- Supplied passage:
▬▬▬
8 bit signed float possible?

Sun Jun 18 10:55:22 CEST 2006

Christian S wrote:

> And once that is understood you can of course deconstruct 8 bits into
> small integers and construct a floating point number out of them
> yourself.
> 
> Given 1 sign bit, 2 exponent bits and 5 mantissa bits you can have 32
> different fractions between 1.0 and 0.0, and you have have (as a
> suggestion) 10^1, 10^0, 10^-1, 10^2
> multipliers from the exponent bit. Then the closest you can come to 3.14 is
> 10*(1.0/32) * 10^1 = 0.3125 * 10^1 = 3.125.
> 
> Good enought for government work, or what is it they say?

I am assuming that you are being flippant, so I send this return message 
in the same vein. ;)

What they say is, "The net provides a thousand wrong answers as well as 
the right one.".

First, mixing bases for exponent (10) and fractional mantissa (2) is 
unusual.  Think there might be a reason for that?  (Hint: there is.)

In addition, you make the implicit assumption that the floating point 
numbers are allowed to be denormal without explicit indication (ie. no 
implicit leading 1 in the mantissa).  While not incorrect, not having an 
implicit leading 1 in the mantissa without indication is certainly an 
unusual assumption and should be noted.

To top things off, two's complement arithmetic normally implies that the 
  negative range is larger than the positive range.  Thus, the normal 
sequence for your exponent would be -2, -1, 0, 1.

Additionally, since you allow unindicated denormal numbers, you would be 
better better off representing the number as 5/16 (0.3125) so that you 
could use an exponent of 1 and preserve more bits of accuracy.

Finally, the request to store 3.14 normally carries an implication of 
error of approximately +/- 1/200 (1/2 ulp).  Your floating point exceeds 
that error.  Not indicating that the next two nearest numbers around it 
are {9/32*10, 10/32*10, 11/32*10} = (2.8125, 3.125, 3.4375} is just 
unsporting.

-a
▬▬▬
- Extracted data:
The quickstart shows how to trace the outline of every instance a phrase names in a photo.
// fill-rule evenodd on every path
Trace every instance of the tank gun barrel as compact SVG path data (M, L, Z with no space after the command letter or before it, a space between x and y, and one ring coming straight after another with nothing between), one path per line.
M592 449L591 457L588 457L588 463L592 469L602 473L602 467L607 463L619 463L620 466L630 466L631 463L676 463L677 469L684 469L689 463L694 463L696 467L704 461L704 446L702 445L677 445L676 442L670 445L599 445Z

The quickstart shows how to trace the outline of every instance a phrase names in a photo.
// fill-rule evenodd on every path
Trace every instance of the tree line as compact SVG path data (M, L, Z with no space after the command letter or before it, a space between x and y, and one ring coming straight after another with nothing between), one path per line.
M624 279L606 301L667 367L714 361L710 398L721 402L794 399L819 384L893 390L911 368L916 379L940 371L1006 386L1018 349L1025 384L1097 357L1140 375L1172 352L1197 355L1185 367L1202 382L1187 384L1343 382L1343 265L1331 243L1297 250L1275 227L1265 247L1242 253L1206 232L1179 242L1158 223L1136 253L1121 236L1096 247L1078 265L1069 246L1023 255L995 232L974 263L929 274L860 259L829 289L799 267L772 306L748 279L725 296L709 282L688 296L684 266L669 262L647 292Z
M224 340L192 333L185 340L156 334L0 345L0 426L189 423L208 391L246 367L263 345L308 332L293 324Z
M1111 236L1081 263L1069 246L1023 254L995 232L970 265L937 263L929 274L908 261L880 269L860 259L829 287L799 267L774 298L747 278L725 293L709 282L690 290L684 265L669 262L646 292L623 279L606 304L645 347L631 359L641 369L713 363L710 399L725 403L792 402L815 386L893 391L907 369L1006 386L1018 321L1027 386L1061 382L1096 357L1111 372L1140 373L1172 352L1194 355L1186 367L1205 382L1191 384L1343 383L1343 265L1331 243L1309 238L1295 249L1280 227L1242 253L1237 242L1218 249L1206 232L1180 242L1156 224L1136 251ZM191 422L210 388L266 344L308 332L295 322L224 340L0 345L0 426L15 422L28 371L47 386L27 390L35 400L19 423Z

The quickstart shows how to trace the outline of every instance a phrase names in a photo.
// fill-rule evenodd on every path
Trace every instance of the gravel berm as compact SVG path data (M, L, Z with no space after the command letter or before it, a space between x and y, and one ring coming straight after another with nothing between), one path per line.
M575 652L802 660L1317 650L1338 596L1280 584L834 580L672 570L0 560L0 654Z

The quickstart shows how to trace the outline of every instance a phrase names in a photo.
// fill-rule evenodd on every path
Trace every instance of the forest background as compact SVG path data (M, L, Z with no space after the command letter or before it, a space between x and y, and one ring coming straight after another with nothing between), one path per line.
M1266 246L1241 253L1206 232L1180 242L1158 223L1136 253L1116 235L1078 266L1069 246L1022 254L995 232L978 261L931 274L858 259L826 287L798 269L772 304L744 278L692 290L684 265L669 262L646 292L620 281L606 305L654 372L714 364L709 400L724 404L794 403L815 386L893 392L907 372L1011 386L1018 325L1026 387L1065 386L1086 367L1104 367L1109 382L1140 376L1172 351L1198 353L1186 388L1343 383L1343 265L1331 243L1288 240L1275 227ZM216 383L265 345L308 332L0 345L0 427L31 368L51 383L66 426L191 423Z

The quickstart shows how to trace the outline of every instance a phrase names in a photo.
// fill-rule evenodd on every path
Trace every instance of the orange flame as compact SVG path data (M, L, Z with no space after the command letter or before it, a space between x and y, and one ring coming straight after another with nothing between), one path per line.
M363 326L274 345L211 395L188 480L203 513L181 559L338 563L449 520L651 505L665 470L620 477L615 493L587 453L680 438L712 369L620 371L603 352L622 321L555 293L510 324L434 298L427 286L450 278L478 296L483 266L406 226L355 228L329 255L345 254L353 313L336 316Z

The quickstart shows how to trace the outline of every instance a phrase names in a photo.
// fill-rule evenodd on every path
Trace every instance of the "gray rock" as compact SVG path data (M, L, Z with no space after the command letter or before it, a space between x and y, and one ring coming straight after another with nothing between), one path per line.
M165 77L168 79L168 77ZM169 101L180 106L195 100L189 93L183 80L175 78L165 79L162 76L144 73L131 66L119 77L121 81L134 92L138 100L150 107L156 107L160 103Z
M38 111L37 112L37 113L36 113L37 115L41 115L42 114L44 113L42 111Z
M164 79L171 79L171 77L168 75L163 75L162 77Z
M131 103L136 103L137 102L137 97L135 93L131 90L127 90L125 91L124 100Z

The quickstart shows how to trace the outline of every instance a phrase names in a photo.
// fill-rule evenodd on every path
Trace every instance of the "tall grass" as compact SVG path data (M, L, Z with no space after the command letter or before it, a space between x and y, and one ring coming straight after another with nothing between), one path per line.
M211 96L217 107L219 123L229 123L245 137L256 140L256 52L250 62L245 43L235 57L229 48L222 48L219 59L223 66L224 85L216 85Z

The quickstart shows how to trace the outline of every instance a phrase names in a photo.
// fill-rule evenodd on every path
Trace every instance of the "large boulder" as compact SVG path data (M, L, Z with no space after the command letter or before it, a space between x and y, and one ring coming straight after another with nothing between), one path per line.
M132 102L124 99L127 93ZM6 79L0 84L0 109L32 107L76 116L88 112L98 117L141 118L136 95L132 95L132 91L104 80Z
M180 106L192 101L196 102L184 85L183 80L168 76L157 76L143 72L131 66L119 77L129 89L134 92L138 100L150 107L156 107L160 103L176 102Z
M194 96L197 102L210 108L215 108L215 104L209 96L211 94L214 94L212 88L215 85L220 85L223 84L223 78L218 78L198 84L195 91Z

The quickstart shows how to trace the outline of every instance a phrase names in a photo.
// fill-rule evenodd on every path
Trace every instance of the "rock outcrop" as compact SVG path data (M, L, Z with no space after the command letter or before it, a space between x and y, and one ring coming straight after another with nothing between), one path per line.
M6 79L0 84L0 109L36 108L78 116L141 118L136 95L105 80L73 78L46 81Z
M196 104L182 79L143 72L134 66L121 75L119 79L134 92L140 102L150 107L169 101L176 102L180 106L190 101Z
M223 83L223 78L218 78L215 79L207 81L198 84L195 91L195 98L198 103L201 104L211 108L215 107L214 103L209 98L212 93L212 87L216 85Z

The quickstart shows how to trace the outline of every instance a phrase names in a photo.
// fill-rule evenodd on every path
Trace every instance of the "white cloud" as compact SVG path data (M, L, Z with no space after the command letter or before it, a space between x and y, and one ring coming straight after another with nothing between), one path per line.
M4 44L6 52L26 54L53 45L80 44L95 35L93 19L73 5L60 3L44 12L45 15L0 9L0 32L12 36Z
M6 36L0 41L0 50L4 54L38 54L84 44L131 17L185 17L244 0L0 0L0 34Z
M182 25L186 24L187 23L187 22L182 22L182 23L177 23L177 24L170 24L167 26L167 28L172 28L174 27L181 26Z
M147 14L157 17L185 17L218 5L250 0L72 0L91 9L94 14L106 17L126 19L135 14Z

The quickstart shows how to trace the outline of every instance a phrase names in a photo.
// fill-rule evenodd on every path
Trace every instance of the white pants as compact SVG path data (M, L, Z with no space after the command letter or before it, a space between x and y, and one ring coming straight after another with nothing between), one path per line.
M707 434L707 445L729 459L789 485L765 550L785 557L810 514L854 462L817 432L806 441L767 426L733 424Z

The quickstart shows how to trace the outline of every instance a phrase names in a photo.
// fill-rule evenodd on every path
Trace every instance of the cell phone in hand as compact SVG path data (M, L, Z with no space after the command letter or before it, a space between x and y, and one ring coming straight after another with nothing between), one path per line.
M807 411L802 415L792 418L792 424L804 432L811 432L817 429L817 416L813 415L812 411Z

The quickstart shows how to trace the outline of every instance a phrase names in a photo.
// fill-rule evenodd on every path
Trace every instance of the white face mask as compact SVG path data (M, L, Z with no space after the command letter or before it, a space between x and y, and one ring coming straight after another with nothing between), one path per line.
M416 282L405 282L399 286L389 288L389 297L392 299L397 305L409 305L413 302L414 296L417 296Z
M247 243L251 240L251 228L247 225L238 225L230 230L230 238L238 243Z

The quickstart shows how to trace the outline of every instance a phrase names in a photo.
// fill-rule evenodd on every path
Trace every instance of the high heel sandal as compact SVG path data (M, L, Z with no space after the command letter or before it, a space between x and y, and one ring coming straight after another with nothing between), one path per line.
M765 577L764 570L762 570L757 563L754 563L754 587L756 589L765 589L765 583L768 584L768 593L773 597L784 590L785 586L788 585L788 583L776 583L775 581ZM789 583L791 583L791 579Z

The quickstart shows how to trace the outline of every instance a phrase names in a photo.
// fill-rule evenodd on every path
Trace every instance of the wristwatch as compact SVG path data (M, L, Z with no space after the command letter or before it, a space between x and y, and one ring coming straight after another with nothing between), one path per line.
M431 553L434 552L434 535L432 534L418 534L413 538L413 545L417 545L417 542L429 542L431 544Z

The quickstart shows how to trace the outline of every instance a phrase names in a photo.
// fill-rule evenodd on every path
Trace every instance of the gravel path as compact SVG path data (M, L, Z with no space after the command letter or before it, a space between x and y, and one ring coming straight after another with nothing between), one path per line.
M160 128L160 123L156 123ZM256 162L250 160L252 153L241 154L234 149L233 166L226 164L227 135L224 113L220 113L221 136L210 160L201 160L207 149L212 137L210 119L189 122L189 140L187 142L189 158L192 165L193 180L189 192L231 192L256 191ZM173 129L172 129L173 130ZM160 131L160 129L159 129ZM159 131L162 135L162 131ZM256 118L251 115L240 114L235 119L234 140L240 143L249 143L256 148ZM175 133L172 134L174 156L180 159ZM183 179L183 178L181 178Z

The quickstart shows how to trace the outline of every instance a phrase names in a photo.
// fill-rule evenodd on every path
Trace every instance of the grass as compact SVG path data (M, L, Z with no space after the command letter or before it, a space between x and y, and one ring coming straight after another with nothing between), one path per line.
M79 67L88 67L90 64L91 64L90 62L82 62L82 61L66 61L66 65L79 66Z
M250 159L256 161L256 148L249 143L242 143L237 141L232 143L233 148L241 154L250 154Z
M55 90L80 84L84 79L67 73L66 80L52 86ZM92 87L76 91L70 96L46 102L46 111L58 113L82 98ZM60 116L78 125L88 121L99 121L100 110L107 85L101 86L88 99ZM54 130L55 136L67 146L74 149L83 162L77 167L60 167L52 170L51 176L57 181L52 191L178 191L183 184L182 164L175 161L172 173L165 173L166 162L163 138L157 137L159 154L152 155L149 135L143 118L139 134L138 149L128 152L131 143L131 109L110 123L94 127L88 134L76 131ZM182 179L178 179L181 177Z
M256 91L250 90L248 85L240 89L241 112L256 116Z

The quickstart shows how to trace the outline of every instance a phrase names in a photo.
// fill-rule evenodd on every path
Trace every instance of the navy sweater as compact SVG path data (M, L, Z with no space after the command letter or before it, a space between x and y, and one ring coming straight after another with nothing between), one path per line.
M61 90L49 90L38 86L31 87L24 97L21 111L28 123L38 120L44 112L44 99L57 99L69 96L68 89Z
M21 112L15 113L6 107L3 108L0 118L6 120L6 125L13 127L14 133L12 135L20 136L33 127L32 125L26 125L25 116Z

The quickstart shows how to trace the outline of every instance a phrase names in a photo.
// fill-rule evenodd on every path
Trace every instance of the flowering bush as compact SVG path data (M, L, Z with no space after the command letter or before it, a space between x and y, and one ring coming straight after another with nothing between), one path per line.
▬▬▬
- What is expected: In the forum reply about an 8-bit signed float, what exponent sequence does the writer call normal under two's complement?

- Output for this task: -2, -1, 0, 1